Some lines in the material below hold the word "chair". Copy all of them.
- - -
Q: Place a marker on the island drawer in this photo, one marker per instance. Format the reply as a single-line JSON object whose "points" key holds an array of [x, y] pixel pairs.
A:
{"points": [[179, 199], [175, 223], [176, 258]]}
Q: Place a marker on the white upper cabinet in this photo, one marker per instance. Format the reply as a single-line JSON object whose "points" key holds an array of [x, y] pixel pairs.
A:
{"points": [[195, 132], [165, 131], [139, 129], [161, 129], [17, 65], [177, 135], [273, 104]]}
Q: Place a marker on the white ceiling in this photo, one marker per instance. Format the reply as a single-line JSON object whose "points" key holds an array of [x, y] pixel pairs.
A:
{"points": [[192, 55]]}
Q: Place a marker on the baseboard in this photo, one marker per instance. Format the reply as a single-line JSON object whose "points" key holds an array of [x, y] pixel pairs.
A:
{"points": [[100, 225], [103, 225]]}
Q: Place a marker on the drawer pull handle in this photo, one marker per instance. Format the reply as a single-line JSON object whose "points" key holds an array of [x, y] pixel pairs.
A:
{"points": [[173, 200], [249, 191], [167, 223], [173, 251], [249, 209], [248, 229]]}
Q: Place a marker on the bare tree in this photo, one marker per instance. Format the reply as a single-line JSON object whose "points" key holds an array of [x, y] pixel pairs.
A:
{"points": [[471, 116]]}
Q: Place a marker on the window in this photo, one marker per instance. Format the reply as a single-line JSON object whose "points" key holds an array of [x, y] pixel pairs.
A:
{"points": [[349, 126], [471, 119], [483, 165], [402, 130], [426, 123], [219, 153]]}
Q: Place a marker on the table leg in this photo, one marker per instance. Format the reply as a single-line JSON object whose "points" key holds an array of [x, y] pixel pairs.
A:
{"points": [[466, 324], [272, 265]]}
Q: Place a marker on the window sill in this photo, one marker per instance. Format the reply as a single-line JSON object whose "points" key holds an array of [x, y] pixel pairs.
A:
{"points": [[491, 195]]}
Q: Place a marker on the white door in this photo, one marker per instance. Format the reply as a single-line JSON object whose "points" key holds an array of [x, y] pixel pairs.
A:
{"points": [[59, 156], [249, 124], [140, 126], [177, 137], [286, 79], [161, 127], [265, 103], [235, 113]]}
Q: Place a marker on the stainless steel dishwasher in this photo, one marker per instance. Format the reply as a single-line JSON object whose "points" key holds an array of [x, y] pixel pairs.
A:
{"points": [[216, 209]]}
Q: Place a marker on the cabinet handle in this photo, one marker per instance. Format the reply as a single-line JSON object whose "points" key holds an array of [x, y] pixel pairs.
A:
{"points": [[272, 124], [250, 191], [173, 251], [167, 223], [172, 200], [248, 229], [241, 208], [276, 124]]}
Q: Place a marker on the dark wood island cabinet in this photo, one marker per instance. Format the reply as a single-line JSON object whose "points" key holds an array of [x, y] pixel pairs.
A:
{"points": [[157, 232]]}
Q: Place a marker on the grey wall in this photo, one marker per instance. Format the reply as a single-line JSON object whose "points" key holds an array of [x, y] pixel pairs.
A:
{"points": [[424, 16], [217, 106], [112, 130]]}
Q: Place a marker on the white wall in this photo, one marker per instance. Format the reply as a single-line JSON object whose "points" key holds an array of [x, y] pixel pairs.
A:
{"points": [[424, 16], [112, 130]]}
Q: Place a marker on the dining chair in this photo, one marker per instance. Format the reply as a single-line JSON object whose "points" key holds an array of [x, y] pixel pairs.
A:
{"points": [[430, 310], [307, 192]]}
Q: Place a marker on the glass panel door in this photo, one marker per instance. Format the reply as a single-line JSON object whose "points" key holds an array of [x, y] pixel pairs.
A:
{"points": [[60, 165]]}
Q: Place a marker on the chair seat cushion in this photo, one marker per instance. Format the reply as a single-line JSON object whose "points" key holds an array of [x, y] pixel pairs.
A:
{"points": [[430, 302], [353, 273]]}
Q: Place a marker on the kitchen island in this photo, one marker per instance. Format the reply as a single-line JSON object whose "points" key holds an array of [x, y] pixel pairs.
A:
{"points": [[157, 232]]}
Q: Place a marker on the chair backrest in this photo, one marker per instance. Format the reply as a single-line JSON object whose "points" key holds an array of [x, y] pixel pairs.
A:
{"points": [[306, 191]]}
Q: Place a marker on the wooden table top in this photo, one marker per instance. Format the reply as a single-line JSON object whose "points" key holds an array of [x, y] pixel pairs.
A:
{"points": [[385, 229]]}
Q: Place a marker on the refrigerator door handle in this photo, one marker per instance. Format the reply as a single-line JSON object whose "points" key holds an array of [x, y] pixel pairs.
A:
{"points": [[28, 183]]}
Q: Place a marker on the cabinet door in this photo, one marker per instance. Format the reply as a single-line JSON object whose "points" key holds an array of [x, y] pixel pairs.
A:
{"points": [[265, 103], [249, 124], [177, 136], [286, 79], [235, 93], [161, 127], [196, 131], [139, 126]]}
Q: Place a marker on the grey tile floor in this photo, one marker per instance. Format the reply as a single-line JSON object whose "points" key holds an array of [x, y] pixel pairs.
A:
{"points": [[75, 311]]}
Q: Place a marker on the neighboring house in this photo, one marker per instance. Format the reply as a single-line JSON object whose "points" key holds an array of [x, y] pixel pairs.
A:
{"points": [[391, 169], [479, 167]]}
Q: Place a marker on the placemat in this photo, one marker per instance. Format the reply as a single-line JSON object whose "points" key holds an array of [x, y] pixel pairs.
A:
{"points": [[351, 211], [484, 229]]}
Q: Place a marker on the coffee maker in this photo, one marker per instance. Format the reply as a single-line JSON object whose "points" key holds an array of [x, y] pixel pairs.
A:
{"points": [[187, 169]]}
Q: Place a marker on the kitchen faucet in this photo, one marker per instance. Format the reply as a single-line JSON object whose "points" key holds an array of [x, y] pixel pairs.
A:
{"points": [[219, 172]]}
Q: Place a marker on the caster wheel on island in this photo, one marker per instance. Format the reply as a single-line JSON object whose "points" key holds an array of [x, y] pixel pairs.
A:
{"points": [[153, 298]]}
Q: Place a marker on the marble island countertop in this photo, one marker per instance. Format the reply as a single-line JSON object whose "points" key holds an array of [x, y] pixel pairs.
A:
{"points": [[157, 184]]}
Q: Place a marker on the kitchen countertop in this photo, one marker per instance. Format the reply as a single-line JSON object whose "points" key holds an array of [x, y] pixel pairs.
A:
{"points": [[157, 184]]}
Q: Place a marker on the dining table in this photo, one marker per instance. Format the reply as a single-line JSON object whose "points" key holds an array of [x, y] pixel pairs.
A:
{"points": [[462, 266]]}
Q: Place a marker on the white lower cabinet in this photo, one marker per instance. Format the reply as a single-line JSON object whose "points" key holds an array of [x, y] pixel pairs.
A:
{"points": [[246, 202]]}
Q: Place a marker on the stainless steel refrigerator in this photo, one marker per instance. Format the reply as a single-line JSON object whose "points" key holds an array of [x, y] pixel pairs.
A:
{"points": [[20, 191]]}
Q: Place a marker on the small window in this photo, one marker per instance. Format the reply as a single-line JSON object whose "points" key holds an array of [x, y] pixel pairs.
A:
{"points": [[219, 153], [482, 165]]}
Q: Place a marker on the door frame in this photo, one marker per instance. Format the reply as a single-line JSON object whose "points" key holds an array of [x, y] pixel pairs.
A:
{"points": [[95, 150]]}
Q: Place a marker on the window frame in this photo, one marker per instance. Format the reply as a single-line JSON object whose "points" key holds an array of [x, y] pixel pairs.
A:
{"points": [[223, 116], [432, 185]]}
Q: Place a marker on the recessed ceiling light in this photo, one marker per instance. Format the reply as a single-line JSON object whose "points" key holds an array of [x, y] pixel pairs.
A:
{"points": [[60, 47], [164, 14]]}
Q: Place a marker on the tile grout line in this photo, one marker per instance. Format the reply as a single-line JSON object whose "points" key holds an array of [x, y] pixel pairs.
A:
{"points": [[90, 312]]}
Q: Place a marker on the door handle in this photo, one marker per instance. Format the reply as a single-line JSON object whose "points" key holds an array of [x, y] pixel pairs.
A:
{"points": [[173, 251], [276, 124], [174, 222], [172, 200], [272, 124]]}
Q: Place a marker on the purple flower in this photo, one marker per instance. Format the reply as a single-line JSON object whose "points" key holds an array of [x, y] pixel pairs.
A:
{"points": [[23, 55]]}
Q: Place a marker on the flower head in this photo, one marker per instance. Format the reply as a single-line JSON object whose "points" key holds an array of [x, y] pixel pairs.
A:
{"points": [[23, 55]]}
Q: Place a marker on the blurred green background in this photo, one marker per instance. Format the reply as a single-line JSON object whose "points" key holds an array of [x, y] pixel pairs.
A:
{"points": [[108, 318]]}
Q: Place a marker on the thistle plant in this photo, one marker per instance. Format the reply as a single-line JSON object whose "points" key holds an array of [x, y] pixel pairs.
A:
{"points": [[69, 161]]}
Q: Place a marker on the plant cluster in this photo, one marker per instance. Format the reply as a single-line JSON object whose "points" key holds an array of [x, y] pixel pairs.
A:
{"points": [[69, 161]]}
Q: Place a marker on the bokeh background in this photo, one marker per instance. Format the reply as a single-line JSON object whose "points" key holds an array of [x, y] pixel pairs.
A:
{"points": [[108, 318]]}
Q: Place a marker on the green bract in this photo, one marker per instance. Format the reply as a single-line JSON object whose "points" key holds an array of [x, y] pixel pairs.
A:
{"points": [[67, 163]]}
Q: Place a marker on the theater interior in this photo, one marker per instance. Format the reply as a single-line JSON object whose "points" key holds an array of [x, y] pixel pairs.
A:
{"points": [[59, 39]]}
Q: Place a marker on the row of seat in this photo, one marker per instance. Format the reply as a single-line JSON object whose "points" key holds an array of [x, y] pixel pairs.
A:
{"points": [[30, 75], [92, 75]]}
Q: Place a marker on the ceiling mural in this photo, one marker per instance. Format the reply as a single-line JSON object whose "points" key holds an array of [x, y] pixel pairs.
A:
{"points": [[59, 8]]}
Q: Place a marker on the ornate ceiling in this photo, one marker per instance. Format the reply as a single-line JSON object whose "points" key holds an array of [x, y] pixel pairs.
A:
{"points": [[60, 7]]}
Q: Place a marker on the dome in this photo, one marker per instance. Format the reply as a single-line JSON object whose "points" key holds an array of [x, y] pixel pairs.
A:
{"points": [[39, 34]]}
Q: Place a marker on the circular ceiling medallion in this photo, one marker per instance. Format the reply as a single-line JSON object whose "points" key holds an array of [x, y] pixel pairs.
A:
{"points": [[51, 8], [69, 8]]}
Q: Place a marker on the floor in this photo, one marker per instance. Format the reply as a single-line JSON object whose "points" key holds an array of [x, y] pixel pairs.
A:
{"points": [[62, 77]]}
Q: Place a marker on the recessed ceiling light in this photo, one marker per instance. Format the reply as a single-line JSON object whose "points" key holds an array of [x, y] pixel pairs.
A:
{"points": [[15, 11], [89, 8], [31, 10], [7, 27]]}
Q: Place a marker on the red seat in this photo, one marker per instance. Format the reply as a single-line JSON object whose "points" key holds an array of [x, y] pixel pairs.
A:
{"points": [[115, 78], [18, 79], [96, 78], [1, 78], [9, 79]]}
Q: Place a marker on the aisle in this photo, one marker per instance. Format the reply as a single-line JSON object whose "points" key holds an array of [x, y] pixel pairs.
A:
- - -
Response box:
Q: Place a marker on the dining chair in this photo, one marker per instance. Format the reply as a single-line JSON object whose "points" key holds an array of [x, y] pixel pairs.
Q: Place a marker on the chair seat cushion in this photo, one marker per instance. Format the reply as a single-line JSON object whose "points" key holds an array of [x, y] pixel pairs.
Q: Place a marker on the chair backrest in this photo, one marker per instance. Format the reply as a single-line JSON object whose "points" key holds an array of [x, y] pixel pairs.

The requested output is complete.